### Stated problem
Copy the material below word for word, beginning at the line that contains "like x=868 y=474." and ending after the line that contains "x=420 y=389".

### Extracted material
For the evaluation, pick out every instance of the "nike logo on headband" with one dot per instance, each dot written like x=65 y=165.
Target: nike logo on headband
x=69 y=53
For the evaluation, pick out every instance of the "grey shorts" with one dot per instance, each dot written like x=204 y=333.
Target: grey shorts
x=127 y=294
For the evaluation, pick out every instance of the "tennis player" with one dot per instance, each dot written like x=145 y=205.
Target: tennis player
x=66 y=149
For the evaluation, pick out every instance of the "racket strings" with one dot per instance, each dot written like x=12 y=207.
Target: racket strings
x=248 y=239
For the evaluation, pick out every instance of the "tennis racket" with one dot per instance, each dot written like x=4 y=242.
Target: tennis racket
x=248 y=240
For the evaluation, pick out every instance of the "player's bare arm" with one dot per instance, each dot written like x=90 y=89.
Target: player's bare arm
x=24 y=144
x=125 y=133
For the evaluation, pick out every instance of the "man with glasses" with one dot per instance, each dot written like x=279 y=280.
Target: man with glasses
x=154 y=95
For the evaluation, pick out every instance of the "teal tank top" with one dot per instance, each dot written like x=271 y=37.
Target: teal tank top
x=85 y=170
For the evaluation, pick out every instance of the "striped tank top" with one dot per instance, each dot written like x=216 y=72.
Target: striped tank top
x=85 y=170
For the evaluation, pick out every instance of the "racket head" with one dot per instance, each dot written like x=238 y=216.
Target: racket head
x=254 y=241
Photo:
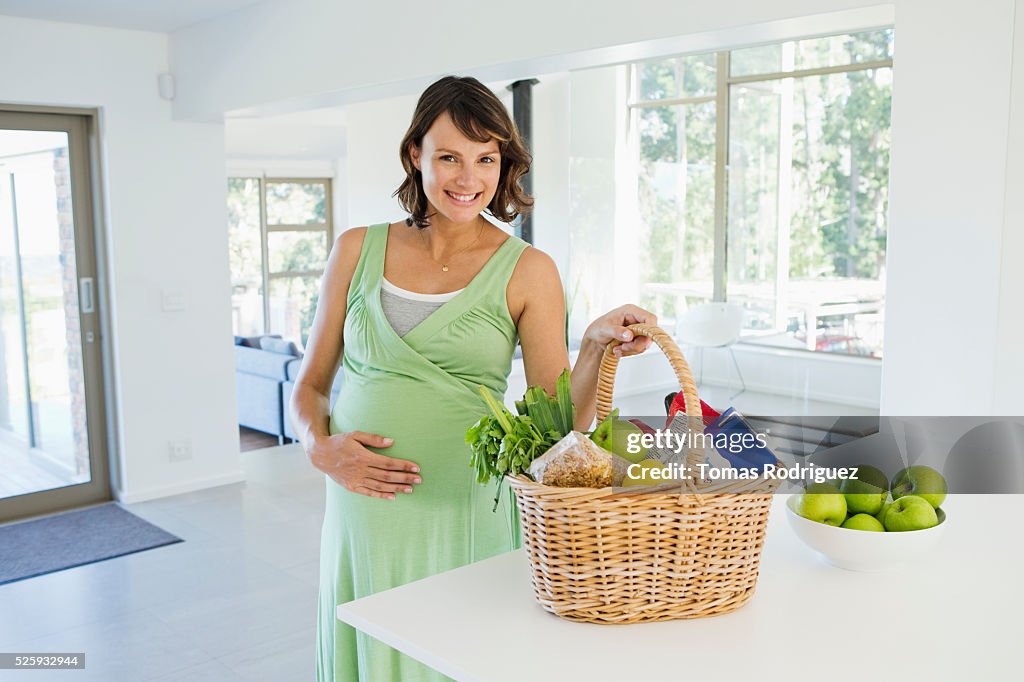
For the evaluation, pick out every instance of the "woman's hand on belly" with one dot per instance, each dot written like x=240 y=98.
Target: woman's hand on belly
x=345 y=459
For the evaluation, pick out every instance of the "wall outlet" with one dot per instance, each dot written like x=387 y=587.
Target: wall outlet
x=180 y=451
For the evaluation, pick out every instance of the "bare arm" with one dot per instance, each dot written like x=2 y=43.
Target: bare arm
x=542 y=333
x=344 y=457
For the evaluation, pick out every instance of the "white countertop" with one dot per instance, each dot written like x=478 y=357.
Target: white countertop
x=954 y=614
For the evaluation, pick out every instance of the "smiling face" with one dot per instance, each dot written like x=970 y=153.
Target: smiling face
x=460 y=175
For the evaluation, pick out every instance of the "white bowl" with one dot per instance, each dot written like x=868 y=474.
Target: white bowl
x=861 y=550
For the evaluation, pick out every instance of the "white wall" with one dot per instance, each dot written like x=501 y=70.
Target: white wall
x=1009 y=368
x=954 y=242
x=946 y=217
x=328 y=52
x=163 y=228
x=375 y=130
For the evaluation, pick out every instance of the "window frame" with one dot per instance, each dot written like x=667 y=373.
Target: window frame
x=266 y=228
x=722 y=98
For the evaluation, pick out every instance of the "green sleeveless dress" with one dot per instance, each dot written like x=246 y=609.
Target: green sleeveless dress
x=420 y=389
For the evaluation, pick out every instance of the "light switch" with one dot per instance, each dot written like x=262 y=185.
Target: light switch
x=173 y=300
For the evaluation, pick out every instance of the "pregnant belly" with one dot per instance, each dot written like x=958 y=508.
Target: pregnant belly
x=427 y=424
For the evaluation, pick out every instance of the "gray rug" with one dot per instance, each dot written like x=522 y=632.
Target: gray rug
x=74 y=539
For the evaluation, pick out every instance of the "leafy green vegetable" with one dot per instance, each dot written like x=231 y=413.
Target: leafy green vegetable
x=504 y=443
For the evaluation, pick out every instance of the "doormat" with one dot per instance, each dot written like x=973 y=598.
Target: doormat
x=74 y=539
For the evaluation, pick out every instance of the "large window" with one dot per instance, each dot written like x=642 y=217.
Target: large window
x=761 y=177
x=280 y=235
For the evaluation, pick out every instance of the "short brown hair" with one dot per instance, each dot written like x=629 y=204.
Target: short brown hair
x=481 y=117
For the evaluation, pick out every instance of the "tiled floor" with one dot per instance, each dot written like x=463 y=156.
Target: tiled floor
x=235 y=601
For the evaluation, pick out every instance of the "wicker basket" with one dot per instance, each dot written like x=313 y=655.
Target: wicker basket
x=598 y=556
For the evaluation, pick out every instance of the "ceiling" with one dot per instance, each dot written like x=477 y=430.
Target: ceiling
x=160 y=15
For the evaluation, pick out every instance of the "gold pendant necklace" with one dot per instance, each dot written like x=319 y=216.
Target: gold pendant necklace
x=444 y=267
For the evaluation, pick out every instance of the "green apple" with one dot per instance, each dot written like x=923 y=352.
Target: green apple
x=923 y=481
x=866 y=493
x=863 y=522
x=822 y=503
x=910 y=513
x=882 y=512
x=613 y=435
x=641 y=474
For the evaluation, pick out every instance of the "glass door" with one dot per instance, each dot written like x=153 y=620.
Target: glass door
x=52 y=440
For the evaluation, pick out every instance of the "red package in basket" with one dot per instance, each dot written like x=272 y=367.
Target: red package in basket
x=710 y=414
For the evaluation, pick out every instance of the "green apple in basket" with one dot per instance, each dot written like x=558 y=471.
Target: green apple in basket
x=639 y=473
x=923 y=481
x=822 y=503
x=620 y=436
x=866 y=493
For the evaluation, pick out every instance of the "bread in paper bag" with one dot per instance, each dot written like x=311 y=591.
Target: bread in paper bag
x=576 y=461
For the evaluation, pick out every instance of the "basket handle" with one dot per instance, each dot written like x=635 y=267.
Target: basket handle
x=609 y=364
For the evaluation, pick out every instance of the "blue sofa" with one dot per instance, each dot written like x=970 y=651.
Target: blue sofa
x=264 y=382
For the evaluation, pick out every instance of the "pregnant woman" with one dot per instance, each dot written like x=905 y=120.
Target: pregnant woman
x=420 y=312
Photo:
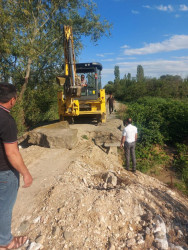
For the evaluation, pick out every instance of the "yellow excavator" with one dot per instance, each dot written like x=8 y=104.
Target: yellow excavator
x=80 y=98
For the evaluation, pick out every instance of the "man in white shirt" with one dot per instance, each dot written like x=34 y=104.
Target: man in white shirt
x=128 y=141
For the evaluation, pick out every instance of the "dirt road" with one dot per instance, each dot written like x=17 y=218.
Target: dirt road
x=84 y=199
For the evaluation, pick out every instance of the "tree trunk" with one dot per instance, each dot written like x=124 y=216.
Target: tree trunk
x=26 y=80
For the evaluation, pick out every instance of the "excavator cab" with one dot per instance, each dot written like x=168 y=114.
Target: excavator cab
x=91 y=72
x=78 y=99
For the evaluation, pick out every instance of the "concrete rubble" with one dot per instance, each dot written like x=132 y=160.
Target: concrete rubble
x=96 y=204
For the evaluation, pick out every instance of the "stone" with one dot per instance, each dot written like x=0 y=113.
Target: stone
x=110 y=178
x=35 y=246
x=23 y=226
x=40 y=239
x=37 y=220
x=54 y=136
x=131 y=242
x=67 y=235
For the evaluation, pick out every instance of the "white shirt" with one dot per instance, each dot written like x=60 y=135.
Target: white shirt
x=129 y=132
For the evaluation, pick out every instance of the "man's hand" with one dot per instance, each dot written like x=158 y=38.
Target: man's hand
x=27 y=178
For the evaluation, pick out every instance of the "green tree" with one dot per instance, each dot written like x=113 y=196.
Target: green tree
x=129 y=76
x=31 y=35
x=31 y=38
x=140 y=73
x=116 y=74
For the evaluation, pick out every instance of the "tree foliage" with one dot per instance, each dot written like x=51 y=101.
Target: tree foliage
x=31 y=36
x=140 y=73
x=116 y=74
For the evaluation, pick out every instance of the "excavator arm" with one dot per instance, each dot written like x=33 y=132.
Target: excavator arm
x=70 y=80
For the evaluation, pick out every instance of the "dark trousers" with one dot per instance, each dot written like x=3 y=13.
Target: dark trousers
x=111 y=108
x=130 y=150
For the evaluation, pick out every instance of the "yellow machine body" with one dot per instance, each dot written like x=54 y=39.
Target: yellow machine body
x=75 y=100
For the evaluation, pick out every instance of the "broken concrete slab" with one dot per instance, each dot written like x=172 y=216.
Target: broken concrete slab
x=57 y=135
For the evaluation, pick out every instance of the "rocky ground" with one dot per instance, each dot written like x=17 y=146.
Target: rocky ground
x=84 y=199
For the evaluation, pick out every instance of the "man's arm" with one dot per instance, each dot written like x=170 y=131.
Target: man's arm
x=136 y=136
x=122 y=141
x=15 y=159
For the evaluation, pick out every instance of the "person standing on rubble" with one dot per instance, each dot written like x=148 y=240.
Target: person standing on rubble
x=11 y=165
x=111 y=100
x=128 y=141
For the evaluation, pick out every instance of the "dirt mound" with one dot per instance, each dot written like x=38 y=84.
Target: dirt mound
x=84 y=199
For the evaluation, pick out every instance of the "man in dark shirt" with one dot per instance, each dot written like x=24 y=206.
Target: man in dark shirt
x=110 y=100
x=11 y=165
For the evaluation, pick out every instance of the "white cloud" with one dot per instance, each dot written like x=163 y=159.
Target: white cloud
x=165 y=8
x=157 y=68
x=176 y=42
x=100 y=55
x=147 y=6
x=104 y=54
x=107 y=60
x=183 y=7
x=135 y=12
x=151 y=68
x=177 y=16
x=124 y=46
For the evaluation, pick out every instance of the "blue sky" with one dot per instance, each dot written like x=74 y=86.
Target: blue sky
x=151 y=33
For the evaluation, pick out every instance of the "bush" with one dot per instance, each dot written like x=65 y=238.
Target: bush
x=158 y=121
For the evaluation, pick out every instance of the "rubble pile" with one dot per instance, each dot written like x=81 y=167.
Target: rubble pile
x=96 y=204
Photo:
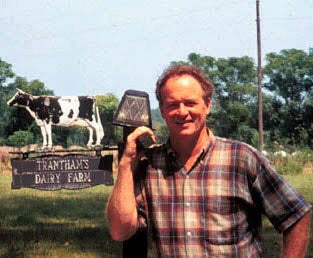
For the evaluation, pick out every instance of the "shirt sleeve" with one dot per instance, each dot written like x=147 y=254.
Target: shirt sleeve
x=279 y=201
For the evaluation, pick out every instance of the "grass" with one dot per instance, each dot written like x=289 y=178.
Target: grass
x=72 y=223
x=54 y=224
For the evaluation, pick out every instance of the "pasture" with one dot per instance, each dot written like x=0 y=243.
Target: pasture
x=72 y=223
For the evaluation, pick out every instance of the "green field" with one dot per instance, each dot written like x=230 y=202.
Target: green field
x=66 y=223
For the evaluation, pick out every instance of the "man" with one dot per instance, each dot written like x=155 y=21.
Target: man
x=201 y=195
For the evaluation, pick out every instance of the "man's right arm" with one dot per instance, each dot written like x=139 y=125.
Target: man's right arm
x=121 y=208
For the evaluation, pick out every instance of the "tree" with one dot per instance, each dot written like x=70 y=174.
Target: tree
x=234 y=99
x=289 y=75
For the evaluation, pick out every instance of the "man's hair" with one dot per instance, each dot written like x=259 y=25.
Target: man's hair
x=179 y=70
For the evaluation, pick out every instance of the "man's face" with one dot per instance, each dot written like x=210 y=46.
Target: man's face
x=184 y=108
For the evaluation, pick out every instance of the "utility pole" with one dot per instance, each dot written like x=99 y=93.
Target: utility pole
x=260 y=104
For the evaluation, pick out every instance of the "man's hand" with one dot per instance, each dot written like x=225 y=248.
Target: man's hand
x=121 y=209
x=296 y=238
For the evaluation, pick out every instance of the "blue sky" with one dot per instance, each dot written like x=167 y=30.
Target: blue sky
x=89 y=47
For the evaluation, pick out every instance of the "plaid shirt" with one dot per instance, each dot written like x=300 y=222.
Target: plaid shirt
x=215 y=208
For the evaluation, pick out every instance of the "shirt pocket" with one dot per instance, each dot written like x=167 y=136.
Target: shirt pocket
x=222 y=221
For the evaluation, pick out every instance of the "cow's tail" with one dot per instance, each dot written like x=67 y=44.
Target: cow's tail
x=98 y=119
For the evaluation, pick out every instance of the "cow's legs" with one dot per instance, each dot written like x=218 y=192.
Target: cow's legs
x=99 y=133
x=44 y=136
x=90 y=140
x=49 y=134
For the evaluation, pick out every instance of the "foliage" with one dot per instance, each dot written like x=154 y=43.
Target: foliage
x=293 y=163
x=20 y=138
x=287 y=102
x=289 y=76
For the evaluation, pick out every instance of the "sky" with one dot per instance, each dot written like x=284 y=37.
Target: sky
x=91 y=47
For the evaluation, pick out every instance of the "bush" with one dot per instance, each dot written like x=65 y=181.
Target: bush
x=291 y=164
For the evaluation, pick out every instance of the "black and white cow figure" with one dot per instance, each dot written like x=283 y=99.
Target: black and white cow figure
x=61 y=111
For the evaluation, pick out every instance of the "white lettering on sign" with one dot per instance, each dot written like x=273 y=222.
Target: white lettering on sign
x=47 y=179
x=78 y=177
x=63 y=164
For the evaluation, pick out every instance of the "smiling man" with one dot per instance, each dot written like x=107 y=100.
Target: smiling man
x=200 y=195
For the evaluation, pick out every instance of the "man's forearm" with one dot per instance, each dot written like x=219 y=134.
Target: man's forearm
x=121 y=209
x=296 y=238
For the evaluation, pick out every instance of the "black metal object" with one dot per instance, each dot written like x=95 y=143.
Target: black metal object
x=55 y=172
x=134 y=111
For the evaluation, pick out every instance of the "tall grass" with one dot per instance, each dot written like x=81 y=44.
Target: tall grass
x=72 y=223
x=54 y=224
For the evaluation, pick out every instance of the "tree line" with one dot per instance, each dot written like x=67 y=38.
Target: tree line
x=287 y=103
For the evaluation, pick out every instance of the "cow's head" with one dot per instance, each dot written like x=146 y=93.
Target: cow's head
x=20 y=98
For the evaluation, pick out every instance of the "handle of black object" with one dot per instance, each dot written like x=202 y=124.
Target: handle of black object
x=137 y=245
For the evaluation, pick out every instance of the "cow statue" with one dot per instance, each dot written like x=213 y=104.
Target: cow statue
x=61 y=111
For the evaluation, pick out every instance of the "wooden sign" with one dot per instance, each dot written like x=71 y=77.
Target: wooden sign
x=53 y=172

### The solution
For the evaluation, pick out every instance of the "white bowl" with one dot per instance, each dot written like x=868 y=474.
Target: white bowl
x=861 y=550
For the evaluation, pick out every instance of the "white wall" with one dot per instance, each dot written like x=501 y=70.
Target: white wall
x=1009 y=368
x=954 y=242
x=946 y=217
x=328 y=52
x=163 y=228
x=375 y=130
For the evaluation, pick out every instance of the "window frame" with one dot per instance, each dot written like x=667 y=373.
Target: window frame
x=266 y=228
x=722 y=98
For the evaluation, pick out every instance of the "green sleeveless dress" with one dot per instance, each dot written like x=246 y=609.
Target: green sleeveless dress
x=420 y=389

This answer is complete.